** Begin **

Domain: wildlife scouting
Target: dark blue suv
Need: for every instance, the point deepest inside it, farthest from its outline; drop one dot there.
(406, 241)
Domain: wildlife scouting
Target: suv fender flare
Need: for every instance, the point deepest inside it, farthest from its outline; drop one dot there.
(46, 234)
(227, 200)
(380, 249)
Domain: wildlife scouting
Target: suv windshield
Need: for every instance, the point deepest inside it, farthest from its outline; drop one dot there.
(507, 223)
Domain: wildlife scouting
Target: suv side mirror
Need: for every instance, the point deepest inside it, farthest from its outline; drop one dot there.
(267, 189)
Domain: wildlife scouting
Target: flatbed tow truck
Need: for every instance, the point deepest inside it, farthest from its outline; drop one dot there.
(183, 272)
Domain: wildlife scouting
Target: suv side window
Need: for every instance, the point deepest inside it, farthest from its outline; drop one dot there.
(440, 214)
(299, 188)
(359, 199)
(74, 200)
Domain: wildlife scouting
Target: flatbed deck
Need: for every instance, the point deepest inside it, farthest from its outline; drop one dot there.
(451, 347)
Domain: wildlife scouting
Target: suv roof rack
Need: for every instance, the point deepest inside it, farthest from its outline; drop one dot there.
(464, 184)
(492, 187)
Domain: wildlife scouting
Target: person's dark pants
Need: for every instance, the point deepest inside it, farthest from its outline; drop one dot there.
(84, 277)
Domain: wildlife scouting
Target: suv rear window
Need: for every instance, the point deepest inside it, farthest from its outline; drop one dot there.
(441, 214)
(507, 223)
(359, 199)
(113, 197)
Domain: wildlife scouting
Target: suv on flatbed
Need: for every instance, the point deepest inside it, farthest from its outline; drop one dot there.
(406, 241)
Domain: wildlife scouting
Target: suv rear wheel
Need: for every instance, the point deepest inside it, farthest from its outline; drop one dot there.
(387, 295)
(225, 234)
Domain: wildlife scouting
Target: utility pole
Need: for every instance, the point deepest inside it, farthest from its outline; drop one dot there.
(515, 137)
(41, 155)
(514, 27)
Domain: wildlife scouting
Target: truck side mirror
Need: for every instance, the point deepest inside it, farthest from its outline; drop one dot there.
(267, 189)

** End **

EXERCISE REQUIREMENTS: Exactly reproduce the material above.

COMPLETED EXERCISE:
Domain: wildlife scouting
Target: dark blue suv
Need: for every instance, the point deepest inside it, farthest from its outline; drop one dot there.
(406, 241)
Domain: wildlife scouting
Target: suv fender flare
Need: for every instance, the point deepest inside it, farthest from its outline; drop one dot there.
(46, 234)
(227, 200)
(380, 249)
Domain: wildlife scouting
Target: suv windshield
Need: for every instance, the point deepest inside it, farthest from its outline; drop one dot there.
(507, 223)
Domain: wildlife scouting
Target: suv side mirror
Need: for every instance, the point deepest inside it, farthest from its outline; drop one dot there.
(267, 189)
Domain: wildlife scouting
Target: flatbed tow truck
Need: for every instance, the point deepest inside it, farthest from its outline; drop one dot there.
(183, 272)
Domain: wildlife scouting
Target: suv side window
Need: for every instance, the point deepest inside it, farthest from its outline; drop one dot there.
(440, 214)
(299, 188)
(359, 199)
(74, 200)
Domain: wildlife scouting
Target: flatbed deck
Need: for every instance, the point deepest inside it, farthest from its outline; drop one dot there.
(451, 347)
Domain: wildlife scouting
Target: suv roof rack
Need: for every instance, the point deepest inside it, farthest from its outline; drop one dot there.
(464, 184)
(492, 187)
Domain: wildlife scouting
Target: person's dark pants
Need: for every instance, the point deepest inside it, farthest from its outline; drop one dot there.
(84, 277)
Domain: wildlife scouting
Target: suv rear window
Need: for every instance, the point deepest inside it, farthest from its outline; drop one dot there.
(441, 214)
(507, 223)
(359, 199)
(113, 197)
Domain: wildlife scouting
Target: suv on flatbed
Need: for every instance, the point deepest inside it, farthest from its outline; drop one dot there.
(406, 241)
Domain: wildlife scouting
Target: suv rear wheel
Need: for every instance, the point deepest inside it, farthest from its outline; drop one dot there.
(387, 295)
(225, 234)
Domain: wildlife scouting
Target: utility pole
Need: for every instance, the point deepest inside it, farthest from its outline; drop one dot there.
(515, 137)
(41, 155)
(514, 27)
Domain: wildlife scouting
Target: truck side mirror
Need: for every instance, the point deepest inside it, farthest from its outline; drop one dot there.
(267, 189)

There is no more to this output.